(Collected data)
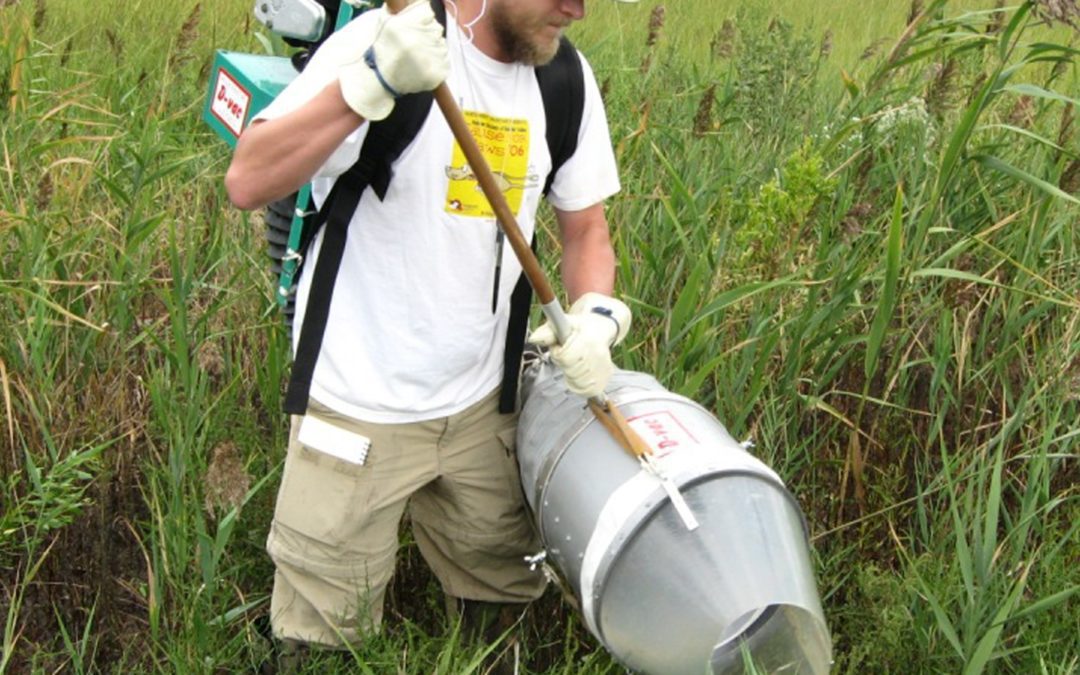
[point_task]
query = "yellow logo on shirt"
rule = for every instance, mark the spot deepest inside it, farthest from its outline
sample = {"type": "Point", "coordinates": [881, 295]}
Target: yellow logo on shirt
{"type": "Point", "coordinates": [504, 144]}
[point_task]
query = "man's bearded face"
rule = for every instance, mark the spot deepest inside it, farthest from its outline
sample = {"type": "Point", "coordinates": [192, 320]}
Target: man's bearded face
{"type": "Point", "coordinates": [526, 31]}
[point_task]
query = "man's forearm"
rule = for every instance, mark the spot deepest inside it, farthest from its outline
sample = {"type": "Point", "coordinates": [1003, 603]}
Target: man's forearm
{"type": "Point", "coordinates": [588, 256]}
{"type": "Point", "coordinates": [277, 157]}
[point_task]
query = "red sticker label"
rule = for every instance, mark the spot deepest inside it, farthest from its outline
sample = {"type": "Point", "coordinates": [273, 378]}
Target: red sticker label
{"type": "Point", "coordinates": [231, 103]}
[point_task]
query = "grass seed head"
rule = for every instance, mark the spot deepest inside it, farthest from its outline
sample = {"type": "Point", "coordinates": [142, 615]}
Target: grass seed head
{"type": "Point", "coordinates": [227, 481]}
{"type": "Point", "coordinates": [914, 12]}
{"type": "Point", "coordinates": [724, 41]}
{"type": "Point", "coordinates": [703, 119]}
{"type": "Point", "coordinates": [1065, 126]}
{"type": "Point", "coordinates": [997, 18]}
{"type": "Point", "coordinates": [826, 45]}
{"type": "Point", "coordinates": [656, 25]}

_YOUR TASK_
Convert these rows into a two-column CSV with the headers "prompt" and "target", one line per row, placing each row's text and its answer in a single quoted field apiece with line breaks replaced by spaces. Omit the pictures from the output.

_OUTPUT OF THE TASK_
prompt,target
"[point_task] query = ""yellow logo on shirt"" rule = for every instance, mark the spot deepest inside it, farthest from its outline sample = {""type"": ""Point"", ""coordinates"": [881, 295]} Target: yellow logo on shirt","{""type"": ""Point"", ""coordinates"": [504, 144]}"
"[point_task] query = ""man's bearded face"" rule = for every instance, mark the spot deepest inside it, farthest from its outline sample = {""type"": ""Point"", ""coordinates"": [192, 320]} Target: man's bearded face","{""type"": ""Point"", ""coordinates"": [526, 31]}"
"[point_task] query = ""man's forearm"" rule = for every instance, mark the spot deepest inside it, farthest from its outline sample = {""type"": ""Point"", ""coordinates"": [1003, 603]} Target: man's forearm","{""type"": ""Point"", ""coordinates"": [588, 256]} {""type"": ""Point"", ""coordinates"": [277, 157]}"
"[point_task] query = ""red sticker label"" rule = for every instance, mark the spot deepest inside it, farthest from its outline sample = {""type"": ""Point"", ""coordinates"": [273, 378]} Target: red sticker label","{""type"": ""Point"", ""coordinates"": [231, 103]}"
"[point_task] query = ""grass seed head"" rule = for every instance, mark the spot deepest inside it, farthest from its outline sample = {""type"": ""Point"", ""coordinates"": [142, 615]} Target: grass seed head","{""type"": ""Point"", ""coordinates"": [227, 481]} {""type"": ""Point"", ""coordinates"": [914, 12]} {""type"": ""Point"", ""coordinates"": [724, 41]} {""type"": ""Point"", ""coordinates"": [703, 119]} {""type"": ""Point"", ""coordinates"": [1065, 126]} {""type"": ""Point"", ""coordinates"": [997, 18]} {""type"": ""Point"", ""coordinates"": [826, 45]} {""type"": ""Point"", ""coordinates"": [656, 25]}"